**RECORDS SUPPLIED**
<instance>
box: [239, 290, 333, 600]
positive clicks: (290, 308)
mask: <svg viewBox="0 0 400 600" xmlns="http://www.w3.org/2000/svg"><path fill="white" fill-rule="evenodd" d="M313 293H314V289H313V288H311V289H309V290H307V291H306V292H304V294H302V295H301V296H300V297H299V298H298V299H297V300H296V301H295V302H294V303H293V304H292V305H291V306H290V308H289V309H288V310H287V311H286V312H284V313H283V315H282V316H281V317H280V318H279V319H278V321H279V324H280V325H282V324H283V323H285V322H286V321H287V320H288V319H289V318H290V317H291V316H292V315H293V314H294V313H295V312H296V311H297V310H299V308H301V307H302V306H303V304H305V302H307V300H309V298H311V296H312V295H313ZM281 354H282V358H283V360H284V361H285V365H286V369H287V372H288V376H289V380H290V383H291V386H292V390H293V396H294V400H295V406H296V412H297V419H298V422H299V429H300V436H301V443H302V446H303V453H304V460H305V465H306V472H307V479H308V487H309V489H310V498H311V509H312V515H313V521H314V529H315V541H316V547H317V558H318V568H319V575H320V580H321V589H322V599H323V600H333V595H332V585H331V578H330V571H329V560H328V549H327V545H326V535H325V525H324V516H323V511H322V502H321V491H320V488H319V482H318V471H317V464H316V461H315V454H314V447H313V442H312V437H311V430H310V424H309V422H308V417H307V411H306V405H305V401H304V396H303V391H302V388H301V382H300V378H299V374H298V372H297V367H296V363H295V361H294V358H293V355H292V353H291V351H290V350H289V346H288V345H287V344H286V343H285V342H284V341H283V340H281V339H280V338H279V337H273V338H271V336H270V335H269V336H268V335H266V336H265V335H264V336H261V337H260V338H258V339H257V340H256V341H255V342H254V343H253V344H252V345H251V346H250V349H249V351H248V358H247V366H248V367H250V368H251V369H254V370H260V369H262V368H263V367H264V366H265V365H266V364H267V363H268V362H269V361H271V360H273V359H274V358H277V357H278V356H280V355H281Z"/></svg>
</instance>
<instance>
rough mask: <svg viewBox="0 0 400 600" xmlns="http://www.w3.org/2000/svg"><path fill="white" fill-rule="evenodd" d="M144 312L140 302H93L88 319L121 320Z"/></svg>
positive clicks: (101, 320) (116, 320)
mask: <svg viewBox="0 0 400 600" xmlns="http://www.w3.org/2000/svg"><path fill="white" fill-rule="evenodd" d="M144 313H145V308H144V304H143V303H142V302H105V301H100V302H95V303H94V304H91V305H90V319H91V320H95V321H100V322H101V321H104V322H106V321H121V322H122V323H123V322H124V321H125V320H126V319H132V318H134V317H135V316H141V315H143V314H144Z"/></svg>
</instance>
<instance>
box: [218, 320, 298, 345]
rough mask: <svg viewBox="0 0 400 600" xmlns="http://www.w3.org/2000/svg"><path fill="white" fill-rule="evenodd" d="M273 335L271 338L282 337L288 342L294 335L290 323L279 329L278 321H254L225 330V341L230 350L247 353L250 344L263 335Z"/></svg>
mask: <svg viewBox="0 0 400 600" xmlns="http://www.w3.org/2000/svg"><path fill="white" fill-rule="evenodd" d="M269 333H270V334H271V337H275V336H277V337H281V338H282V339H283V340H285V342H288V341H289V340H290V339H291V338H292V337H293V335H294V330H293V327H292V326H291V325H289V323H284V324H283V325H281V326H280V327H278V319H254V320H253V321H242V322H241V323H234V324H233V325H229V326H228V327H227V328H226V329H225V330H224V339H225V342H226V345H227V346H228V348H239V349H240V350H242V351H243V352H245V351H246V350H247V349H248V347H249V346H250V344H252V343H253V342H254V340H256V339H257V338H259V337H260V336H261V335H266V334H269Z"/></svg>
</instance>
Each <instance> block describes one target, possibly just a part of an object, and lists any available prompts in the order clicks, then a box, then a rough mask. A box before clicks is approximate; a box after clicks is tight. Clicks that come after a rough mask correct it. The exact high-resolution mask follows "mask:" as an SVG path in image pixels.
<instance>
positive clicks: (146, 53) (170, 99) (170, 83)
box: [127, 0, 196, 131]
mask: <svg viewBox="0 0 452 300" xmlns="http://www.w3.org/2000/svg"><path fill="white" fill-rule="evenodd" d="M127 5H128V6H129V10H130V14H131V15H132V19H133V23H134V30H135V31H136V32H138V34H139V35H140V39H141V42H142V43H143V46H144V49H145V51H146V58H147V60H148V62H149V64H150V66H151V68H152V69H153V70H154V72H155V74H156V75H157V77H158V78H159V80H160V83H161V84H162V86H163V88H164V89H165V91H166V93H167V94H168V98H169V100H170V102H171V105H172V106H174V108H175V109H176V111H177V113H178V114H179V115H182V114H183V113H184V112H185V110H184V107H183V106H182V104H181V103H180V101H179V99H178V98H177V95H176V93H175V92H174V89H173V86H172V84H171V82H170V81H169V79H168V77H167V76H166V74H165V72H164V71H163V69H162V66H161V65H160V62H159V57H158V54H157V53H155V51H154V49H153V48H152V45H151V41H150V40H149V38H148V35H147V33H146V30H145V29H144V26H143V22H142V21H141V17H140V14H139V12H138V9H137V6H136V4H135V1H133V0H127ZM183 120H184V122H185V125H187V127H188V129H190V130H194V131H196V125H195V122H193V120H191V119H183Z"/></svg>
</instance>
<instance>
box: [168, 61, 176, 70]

**WORK ITEM**
Repeat the entire listing above, keeping every line exactly the same.

**FINAL ANSWER**
<instance>
box: [239, 290, 333, 600]
positive clicks: (290, 308)
mask: <svg viewBox="0 0 400 600" xmlns="http://www.w3.org/2000/svg"><path fill="white" fill-rule="evenodd" d="M313 293H314V289H313V288H311V289H309V290H307V291H306V292H304V294H302V295H301V296H300V297H299V298H298V299H297V300H296V301H295V302H294V303H293V304H292V305H291V306H290V308H289V309H288V310H287V311H286V312H284V313H283V315H282V316H281V317H280V318H279V319H278V321H279V324H280V325H282V324H283V323H285V322H286V321H287V320H288V319H289V318H290V317H291V316H292V315H293V314H294V313H295V312H296V311H297V310H299V308H301V307H302V306H303V304H305V302H307V300H309V298H311V296H312V295H313ZM281 354H282V358H283V360H284V361H285V365H286V369H287V372H288V376H289V380H290V383H291V386H292V390H293V396H294V400H295V406H296V412H297V419H298V422H299V429H300V436H301V443H302V446H303V453H304V460H305V465H306V472H307V479H308V487H309V489H310V498H311V509H312V515H313V521H314V529H315V541H316V547H317V558H318V568H319V575H320V580H321V589H322V599H323V600H333V595H332V585H331V578H330V571H329V560H328V549H327V545H326V535H325V525H324V516H323V511H322V502H321V491H320V488H319V482H318V471H317V464H316V461H315V454H314V447H313V442H312V437H311V430H310V424H309V422H308V417H307V411H306V405H305V401H304V396H303V391H302V388H301V382H300V378H299V374H298V372H297V367H296V363H295V361H294V358H293V355H292V353H291V351H290V350H289V346H288V345H287V344H286V343H285V342H284V341H283V340H281V339H280V338H279V337H273V338H271V336H270V335H269V336H268V335H266V336H265V335H264V336H261V337H260V338H258V339H257V340H256V341H255V342H254V343H253V344H252V345H251V346H250V349H249V351H248V358H247V366H248V367H250V368H251V369H254V370H260V369H262V368H263V367H264V366H265V365H266V364H267V363H268V362H269V361H271V360H273V359H274V358H277V357H278V356H280V355H281Z"/></svg>
</instance>
<instance>
rough mask: <svg viewBox="0 0 400 600" xmlns="http://www.w3.org/2000/svg"><path fill="white" fill-rule="evenodd" d="M144 312L140 302H93L88 319L121 320Z"/></svg>
positive clicks: (101, 320) (116, 320)
mask: <svg viewBox="0 0 400 600" xmlns="http://www.w3.org/2000/svg"><path fill="white" fill-rule="evenodd" d="M144 313H145V308H144V304H143V303H142V302H105V301H100V302H95V303H94V304H91V305H90V319H91V320H95V321H100V322H101V321H104V322H106V321H121V322H122V323H123V322H124V321H125V320H126V319H132V318H134V317H135V316H141V315H143V314H144Z"/></svg>
</instance>
<instance>
box: [218, 320, 298, 345]
rough mask: <svg viewBox="0 0 400 600" xmlns="http://www.w3.org/2000/svg"><path fill="white" fill-rule="evenodd" d="M273 335L271 338L282 337L288 342L294 335L290 323L279 329L278 321H254L225 330V341L230 350L247 353L250 344L263 335Z"/></svg>
mask: <svg viewBox="0 0 400 600" xmlns="http://www.w3.org/2000/svg"><path fill="white" fill-rule="evenodd" d="M269 333H270V334H271V337H275V336H277V337H281V338H282V339H283V340H285V342H288V341H289V340H290V339H291V338H292V337H293V335H294V330H293V327H292V326H291V325H289V323H284V324H283V325H281V326H280V327H278V319H254V320H253V321H242V322H241V323H234V324H233V325H229V326H228V327H227V328H226V329H225V330H224V339H225V342H226V345H227V346H228V348H239V349H240V350H242V351H243V352H245V351H246V350H247V349H248V347H249V346H250V344H252V343H253V342H254V340H256V339H257V338H259V337H260V336H261V335H266V334H269Z"/></svg>
</instance>
Each <instance> block describes one target, possibly just a part of an object, and lists any available prompts in the order clicks, then a box, then a rough mask. A box before clicks is approximate; a box after clicks is tight. Clicks that come after a rough mask correct it. The exact high-resolution mask follows "mask:" as an SVG path in image pixels.
<instance>
positive clicks: (146, 53) (170, 99) (170, 83)
box: [127, 0, 196, 131]
mask: <svg viewBox="0 0 452 300" xmlns="http://www.w3.org/2000/svg"><path fill="white" fill-rule="evenodd" d="M127 5H128V6H129V10H130V14H131V15H132V19H133V23H134V30H135V31H136V32H138V34H139V35H140V39H141V42H142V43H143V46H144V49H145V51H146V58H147V60H148V62H149V64H150V66H151V68H152V69H153V70H154V72H155V74H156V75H157V77H158V78H159V80H160V83H161V84H162V86H163V88H164V89H165V91H166V93H167V94H168V98H169V100H170V102H171V105H172V106H174V108H175V109H176V111H177V113H178V114H179V115H182V114H183V113H184V112H185V110H184V107H183V106H182V104H181V103H180V101H179V99H178V98H177V95H176V93H175V92H174V89H173V86H172V84H171V82H170V81H169V79H168V77H167V76H166V74H165V72H164V71H163V69H162V66H161V65H160V62H159V57H158V54H157V53H155V51H154V49H153V48H152V45H151V41H150V40H149V38H148V35H147V33H146V30H145V29H144V26H143V22H142V21H141V17H140V14H139V12H138V9H137V6H136V4H135V1H133V0H127ZM183 120H184V122H185V125H187V127H188V129H190V130H194V131H196V125H195V122H193V120H191V119H183Z"/></svg>
</instance>
<instance>
box: [168, 61, 176, 70]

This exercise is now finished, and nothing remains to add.